* _Source document_:
........

Meanwhile, in the year to November, German inflation reached a 39-year high of 5.3%, having been above the 2% target since April. For the EA as a whole, inflation hit 4.7% in November, while producer price inflation is above 20% (year to October). This ought to be reason for substantial ECB unhappiness and moves long since to bring inflation down to target. After all, when German inflation was last at these levels, the Bundesbank’s official lending rate was 7.5%, a rather different response than the ECB’s current 0.0%. The call for action should be even more clear since the ECB loudly proclaims that it has not adopted the American idea of ‘average inflation targeting’, i.e., accepting a temporary (dare we say ‘transitory’?) overshoot to compensate for past undershoots. (By the way, the ECB’s claims not to practice AIT seem somewhat disingenuous, in view of developments on the ground and comments relating to those developments.)

In fact, the ECB’s actions are not as puzzling as they seem. One of the key features of the pandemic has been a surge in government debt, notably (though not exclusively) in southern Europe. According to The Telegraph, France’s debt/GDP ratio is currently 118%; Portugal’s is 135%; and Spain’s is 120%. Much more worryingly, Italy’s is 155% and Greece’s debt/GDP ratio, after repeated restructurings and write-offs, is 206%! Simply put, raising interest rates will rapidly erode the viability of government finances in many of these countries. (It would also erode the value of the bonds purchased by the ECB, thus threatening its equity and potentially forcing it to ask member governments for a capital injection. This is not crucial but would be embarrassing and possibly infringe on its independence.)

So what is an unhappy central bank to do? For the moment, the ECB seems content to adhere to Mr Micawber’s dictum. Mr Micawber, as readers may recall, was the serial financial failure in Charles Dickens’ novel David Copperfield, whose constant motto in the face of adversity was ‘Something will turn up’. As it happens, it did; he was transported to Australia and became a success there. But David Copperfield is a work of fiction.

........

* _Excerpted data_:

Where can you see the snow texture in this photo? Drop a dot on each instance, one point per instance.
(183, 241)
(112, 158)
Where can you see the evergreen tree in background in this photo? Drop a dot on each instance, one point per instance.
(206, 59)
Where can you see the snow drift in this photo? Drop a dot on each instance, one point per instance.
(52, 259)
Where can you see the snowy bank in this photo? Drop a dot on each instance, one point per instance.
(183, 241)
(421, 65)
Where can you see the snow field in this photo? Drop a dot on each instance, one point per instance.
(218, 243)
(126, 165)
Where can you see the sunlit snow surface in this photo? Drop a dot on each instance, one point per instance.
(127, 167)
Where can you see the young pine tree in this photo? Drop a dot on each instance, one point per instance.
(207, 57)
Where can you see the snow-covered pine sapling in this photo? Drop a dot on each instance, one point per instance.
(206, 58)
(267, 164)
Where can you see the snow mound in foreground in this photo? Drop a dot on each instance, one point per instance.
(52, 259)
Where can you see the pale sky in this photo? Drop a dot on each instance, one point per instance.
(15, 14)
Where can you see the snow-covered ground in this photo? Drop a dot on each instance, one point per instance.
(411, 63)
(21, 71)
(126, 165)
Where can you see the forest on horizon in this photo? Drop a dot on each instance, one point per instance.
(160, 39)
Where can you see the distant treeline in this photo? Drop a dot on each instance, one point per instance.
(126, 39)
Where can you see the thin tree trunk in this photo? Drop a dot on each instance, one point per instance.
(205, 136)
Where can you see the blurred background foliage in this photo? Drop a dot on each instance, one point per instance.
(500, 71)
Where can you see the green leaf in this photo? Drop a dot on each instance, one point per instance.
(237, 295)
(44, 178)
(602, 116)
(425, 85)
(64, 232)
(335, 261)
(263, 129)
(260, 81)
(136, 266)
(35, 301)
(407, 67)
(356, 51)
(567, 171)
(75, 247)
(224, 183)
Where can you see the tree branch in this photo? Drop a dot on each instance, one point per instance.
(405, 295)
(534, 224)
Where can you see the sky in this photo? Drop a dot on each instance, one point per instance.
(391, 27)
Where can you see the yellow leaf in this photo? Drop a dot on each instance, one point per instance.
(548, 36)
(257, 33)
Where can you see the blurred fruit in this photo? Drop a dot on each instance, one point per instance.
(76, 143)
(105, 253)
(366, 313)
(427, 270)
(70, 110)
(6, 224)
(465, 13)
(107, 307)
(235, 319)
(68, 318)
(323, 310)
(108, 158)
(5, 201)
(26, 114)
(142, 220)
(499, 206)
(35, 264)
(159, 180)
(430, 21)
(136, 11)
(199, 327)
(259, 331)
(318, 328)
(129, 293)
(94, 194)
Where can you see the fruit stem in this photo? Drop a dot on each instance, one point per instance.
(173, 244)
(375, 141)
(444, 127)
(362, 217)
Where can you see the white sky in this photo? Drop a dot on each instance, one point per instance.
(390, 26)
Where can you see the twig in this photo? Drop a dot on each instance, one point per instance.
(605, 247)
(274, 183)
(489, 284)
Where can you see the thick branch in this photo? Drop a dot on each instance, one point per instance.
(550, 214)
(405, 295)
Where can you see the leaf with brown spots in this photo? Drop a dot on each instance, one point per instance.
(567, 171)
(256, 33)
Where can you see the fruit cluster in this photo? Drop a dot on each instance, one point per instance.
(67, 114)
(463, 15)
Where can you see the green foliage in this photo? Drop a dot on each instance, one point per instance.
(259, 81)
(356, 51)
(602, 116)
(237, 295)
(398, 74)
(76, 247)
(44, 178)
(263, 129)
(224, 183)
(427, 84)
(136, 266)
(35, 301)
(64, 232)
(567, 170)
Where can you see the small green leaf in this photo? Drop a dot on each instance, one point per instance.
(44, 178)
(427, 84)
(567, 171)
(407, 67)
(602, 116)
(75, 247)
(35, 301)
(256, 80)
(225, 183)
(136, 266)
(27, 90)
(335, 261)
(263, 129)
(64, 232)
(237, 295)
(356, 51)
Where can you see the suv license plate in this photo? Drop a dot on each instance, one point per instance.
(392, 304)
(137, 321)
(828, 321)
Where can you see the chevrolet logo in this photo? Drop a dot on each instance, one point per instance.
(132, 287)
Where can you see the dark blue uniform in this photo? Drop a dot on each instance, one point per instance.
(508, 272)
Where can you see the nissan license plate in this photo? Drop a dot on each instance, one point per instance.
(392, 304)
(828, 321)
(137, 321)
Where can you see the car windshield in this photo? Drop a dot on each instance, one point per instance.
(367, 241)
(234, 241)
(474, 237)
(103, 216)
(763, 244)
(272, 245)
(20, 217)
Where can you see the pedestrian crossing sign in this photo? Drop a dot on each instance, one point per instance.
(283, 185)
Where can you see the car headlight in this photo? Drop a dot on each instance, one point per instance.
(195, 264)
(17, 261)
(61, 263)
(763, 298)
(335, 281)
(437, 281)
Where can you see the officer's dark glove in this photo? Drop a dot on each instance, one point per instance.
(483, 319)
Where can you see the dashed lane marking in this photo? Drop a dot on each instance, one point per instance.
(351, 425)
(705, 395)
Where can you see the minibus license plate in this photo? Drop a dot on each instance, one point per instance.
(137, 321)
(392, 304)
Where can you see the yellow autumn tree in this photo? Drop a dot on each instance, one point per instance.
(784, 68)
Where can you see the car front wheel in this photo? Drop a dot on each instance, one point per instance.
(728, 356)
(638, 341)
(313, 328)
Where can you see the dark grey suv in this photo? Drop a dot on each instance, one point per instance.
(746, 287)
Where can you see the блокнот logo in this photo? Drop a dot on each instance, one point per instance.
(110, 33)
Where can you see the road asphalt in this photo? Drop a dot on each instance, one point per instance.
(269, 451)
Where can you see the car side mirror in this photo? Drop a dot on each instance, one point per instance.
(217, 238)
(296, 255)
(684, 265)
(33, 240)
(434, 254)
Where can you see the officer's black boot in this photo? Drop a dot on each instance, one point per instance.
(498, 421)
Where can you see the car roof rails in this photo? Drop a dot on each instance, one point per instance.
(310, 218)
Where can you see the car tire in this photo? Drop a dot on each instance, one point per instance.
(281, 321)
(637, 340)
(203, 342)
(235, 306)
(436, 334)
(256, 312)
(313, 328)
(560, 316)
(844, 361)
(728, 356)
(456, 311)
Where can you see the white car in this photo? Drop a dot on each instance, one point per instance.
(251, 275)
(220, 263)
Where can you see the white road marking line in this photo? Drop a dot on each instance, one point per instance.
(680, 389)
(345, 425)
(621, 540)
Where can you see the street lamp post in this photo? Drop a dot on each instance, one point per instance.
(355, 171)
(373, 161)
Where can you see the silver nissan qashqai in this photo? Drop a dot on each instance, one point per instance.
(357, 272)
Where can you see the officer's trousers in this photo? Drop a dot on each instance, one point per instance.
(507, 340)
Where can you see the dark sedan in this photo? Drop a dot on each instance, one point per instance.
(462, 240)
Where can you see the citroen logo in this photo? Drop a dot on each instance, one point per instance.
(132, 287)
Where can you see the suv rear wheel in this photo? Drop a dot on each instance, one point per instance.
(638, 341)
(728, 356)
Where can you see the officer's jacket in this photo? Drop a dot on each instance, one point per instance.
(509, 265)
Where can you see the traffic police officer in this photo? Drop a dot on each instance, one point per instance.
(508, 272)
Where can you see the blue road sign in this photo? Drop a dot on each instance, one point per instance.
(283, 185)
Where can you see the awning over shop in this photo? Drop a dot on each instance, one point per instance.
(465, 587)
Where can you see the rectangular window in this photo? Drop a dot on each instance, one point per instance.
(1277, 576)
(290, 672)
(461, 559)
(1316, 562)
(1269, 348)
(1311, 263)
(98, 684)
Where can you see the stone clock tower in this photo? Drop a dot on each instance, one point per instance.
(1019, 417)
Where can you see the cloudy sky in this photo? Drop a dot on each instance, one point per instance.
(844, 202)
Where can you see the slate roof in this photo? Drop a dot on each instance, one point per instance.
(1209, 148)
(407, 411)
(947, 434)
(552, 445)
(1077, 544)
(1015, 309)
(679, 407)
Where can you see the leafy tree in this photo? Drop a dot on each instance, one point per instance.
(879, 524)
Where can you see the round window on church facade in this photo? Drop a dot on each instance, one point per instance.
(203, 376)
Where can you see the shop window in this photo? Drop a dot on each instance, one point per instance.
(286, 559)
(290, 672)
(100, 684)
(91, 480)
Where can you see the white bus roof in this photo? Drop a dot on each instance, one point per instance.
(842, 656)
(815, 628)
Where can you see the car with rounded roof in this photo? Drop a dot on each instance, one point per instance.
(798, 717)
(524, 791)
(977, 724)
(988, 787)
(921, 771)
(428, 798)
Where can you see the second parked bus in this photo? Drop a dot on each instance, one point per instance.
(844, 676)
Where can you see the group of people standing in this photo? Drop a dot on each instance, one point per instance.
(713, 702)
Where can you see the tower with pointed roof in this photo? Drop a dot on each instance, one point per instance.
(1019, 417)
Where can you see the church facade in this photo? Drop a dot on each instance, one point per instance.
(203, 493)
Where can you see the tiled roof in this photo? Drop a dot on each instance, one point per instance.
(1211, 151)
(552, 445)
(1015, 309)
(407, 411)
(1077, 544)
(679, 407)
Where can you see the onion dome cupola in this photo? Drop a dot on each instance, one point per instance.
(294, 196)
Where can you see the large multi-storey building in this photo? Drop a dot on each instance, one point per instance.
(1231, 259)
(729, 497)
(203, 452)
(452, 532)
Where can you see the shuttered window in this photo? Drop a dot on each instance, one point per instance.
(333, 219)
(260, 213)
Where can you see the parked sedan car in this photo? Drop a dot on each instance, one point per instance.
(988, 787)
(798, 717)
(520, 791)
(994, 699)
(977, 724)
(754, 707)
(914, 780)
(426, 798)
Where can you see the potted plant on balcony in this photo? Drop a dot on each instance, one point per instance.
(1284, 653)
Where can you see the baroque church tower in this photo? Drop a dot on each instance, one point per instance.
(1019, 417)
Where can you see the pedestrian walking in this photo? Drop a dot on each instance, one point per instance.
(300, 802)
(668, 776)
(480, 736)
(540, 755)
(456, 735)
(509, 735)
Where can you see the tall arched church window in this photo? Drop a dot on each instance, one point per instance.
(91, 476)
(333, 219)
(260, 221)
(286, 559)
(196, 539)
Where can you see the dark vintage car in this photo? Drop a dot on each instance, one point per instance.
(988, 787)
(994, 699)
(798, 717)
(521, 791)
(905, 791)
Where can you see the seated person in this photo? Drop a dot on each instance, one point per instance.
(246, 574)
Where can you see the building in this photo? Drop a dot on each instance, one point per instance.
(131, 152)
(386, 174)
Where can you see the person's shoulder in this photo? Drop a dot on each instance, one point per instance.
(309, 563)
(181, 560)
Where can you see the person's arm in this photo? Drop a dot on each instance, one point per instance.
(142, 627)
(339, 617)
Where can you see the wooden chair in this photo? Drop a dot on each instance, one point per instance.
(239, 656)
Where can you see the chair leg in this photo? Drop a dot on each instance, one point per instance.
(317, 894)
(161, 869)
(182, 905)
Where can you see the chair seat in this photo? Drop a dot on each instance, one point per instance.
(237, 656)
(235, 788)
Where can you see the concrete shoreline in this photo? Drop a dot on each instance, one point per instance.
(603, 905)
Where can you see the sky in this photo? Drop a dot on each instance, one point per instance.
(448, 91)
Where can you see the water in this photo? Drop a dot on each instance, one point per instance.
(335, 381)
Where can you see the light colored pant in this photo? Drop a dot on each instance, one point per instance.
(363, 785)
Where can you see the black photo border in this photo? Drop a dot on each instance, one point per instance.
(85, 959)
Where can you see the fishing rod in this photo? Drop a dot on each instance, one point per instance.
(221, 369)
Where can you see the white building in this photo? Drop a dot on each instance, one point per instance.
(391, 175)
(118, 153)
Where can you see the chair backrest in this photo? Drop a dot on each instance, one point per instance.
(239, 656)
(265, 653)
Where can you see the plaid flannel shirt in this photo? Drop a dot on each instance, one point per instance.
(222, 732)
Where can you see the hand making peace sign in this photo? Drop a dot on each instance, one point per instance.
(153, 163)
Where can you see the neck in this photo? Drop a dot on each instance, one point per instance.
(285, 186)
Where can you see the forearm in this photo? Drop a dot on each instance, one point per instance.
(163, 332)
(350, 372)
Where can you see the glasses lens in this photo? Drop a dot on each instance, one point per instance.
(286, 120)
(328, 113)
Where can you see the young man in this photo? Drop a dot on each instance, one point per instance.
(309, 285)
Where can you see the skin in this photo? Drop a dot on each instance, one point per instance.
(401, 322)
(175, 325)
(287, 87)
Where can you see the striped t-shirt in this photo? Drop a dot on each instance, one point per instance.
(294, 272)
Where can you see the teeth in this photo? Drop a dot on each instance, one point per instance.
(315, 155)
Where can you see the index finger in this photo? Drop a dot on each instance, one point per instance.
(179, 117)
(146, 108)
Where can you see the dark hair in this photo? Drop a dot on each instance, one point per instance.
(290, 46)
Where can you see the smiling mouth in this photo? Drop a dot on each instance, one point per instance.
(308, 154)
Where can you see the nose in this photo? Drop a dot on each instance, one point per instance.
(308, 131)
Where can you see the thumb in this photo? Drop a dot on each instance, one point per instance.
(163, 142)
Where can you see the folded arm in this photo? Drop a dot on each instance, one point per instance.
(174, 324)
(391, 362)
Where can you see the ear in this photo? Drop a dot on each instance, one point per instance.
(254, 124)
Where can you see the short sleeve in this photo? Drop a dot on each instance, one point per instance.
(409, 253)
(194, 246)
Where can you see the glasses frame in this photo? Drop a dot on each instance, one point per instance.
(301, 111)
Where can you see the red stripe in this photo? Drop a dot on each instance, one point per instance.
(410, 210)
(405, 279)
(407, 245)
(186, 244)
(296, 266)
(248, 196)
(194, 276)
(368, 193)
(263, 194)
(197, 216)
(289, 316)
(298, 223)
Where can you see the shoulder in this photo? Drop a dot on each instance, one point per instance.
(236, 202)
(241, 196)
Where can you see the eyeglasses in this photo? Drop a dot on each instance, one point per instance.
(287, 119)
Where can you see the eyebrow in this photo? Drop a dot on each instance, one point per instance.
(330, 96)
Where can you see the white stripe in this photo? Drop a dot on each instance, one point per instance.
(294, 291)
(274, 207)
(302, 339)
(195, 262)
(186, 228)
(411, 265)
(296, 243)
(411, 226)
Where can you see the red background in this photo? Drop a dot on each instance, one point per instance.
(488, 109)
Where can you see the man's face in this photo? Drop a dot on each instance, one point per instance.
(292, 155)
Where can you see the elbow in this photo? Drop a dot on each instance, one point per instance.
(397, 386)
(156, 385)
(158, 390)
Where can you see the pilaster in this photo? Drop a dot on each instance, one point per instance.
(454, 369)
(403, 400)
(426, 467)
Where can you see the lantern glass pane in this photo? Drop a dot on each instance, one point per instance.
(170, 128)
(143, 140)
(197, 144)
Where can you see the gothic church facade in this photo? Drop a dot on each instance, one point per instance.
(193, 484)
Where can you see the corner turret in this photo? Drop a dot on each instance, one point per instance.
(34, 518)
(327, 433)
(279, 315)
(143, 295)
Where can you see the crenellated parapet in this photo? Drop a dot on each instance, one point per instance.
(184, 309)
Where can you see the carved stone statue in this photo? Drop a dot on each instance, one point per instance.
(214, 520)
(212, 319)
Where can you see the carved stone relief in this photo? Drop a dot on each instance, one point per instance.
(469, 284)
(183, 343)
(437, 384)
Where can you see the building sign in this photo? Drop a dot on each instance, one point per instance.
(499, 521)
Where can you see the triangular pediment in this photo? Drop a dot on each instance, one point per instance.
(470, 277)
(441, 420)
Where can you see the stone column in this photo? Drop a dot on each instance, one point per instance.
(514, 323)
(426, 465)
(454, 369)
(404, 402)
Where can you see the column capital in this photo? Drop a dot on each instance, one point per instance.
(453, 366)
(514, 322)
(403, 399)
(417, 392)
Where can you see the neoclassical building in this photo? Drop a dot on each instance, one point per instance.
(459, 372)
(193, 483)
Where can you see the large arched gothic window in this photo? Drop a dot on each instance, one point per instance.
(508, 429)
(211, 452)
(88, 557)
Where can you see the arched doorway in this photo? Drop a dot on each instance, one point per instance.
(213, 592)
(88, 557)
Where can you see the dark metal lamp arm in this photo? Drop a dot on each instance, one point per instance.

........

* _Tasks to complete_:
1. Reproduce the stretch of the euro-area inflation text from "In fact, the" through "on its independence.)", substituting "crisis" for "pandemic".
2. According to the euro-area inflation text, what was Greece's debt/GDP ratio?

* _Task answers_:
1.
In fact, the ECB’s actions are not as puzzling as they seem. One of the key features of the crisis has been a surge in government debt, notably (though not exclusively) in southern Europe. According to The Telegraph, France’s debt/GDP ratio is currently 118%; Portugal’s is 135%; and Spain’s is 120%. Much more worryingly, Italy’s is 155% and Greece’s debt/GDP ratio, after repeated restructurings and write-offs, is 206%! Simply put, raising interest rates will rapidly erode the viability of government finances in many of these countries. (It would also erode the value of the bonds purchased by the ECB, thus threatening its equity and potentially forcing it to ask member governments for a capital injection. This is not crucial but would be embarrassing and possibly infringe on its independence.)

2. 206%